[What you should do]: In the data below, which lines hold "surface"? Copy every one.
Start of Data to use
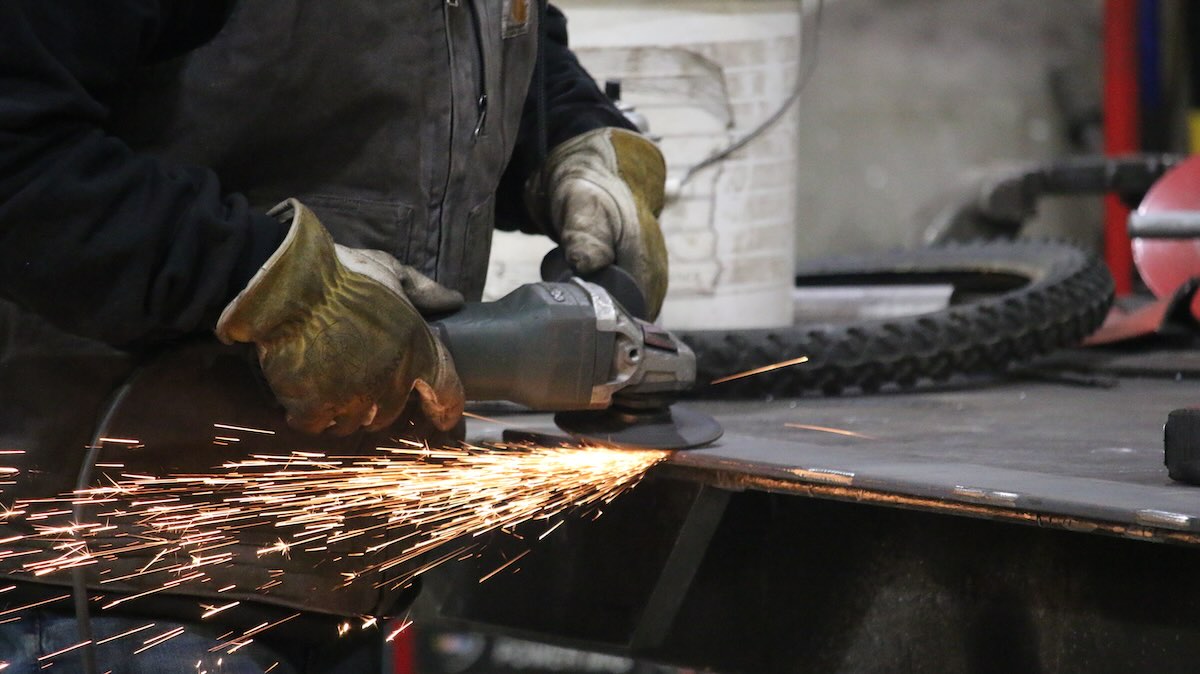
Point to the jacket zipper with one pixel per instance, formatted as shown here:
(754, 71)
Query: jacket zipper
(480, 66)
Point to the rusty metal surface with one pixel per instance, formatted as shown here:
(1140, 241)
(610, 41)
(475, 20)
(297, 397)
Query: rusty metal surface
End of Data to use
[Expected output]:
Point to the rusty metal surface with one pixel per instance, formatted as shown here:
Query: rusty metal surface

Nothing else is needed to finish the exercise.